### Extracted entries

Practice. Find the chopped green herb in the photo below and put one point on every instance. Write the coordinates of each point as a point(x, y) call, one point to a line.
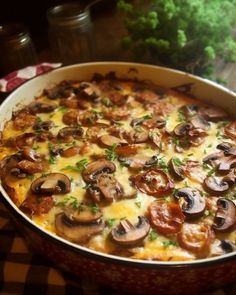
point(168, 243)
point(106, 101)
point(177, 162)
point(110, 153)
point(153, 235)
point(30, 177)
point(147, 117)
point(118, 123)
point(110, 222)
point(94, 209)
point(180, 117)
point(52, 160)
point(138, 204)
point(80, 165)
point(63, 109)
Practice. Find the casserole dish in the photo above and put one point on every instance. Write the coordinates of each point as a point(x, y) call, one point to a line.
point(134, 276)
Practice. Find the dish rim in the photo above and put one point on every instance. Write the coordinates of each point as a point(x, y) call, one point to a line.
point(89, 253)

### Directions
Can you edit the records above so that "casserole dish" becomes "baking dish" and nothing else changes? Leave the pictures out of your answer.

### Reply to the task
Practice. Find the chopped green herb in the photo below and put one point on every instance. Write the coordinates of each point as a point(x, y) call, one point to a line.
point(168, 243)
point(106, 101)
point(177, 162)
point(110, 153)
point(153, 235)
point(30, 177)
point(147, 117)
point(118, 123)
point(110, 222)
point(94, 209)
point(180, 117)
point(52, 160)
point(138, 204)
point(80, 165)
point(63, 109)
Practice. Find the baking dish in the photo above and put one point on every instance. Write the coordinates of each point as a point(x, y) call, one point to a line.
point(134, 276)
Practice. Find the dish rim in the photo above and put one point on every instance. Write the coordinates of each point as a point(x, y) call, one point to a line.
point(89, 253)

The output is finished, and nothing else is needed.